### Extract
****************
This chicken in a pot is like an easy French pot au feu made with a whole chicken and vegetables, such as carrots, leeks, and turnips. A healthy and quick soup.
Chicken in a pot is essentially a French technique that creates a tender, soupy braise known as chicken pot au feu. You simply simmer a hen and some vegetables and out comes a satiating soup. It’s subtly flavored and soothing as heck. Although before you ignore the recipe below and toss in random veggies and liquid and chicken in a pot and walk away, kindly note that the amounts and timing in the eminently reliable recipe below, taken from the also eminently reliable cookbook The Food Lover’s Cleanse, are pretty precise. As such, they turn out beautifully cooked components. We can’t guarantee that if you haphazardly toss in items. So start with the proportions that follow, and then if you feel comfortable, vary the vegetables or add a little more liquid or tweak it in any other way according to personal preference. And if you’re one of those types who craves insane amounts of flavor in every spoonful, look just below to How To Add Some Bling To This Chicken In A Pot for ideas on imparting even more flavor to this simple recipe.–Renee Schettler Rossi
How To Add Some Bling To This Chicken In A Pot
Some people like things simple and subtle so they are able to discern the pristine flavors of each ingredient. Other people crave hot sauce on everything so as to ramp up the decibel level. If you’re the latter sort, you’re going to want to impart some additional flavor to this lovely but nuanced chicken in a pot recipe. Try any of the following and let us know how it goes.
****************
### Instructions for the task
Write out the stretch of the chicken-in-a-pot passage above from "This chicken in a pot is" through "and quick soup.", word for word.

### Dataset extract
****************
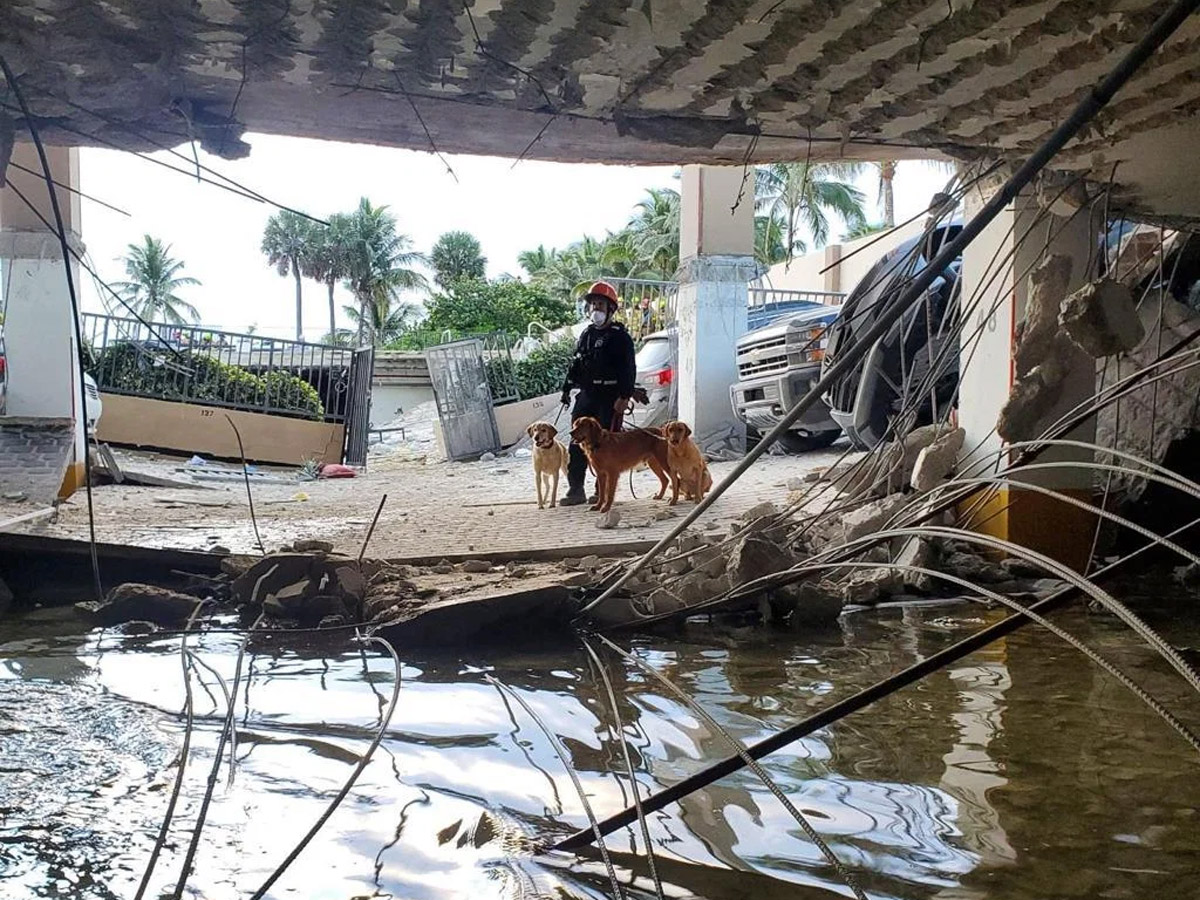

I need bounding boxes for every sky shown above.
[79,134,947,340]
****************
### In response
This chicken in a pot is like an easy French pot au feu made with a whole chicken and vegetables, such as carrots, leeks, and turnips. A healthy and quick soup.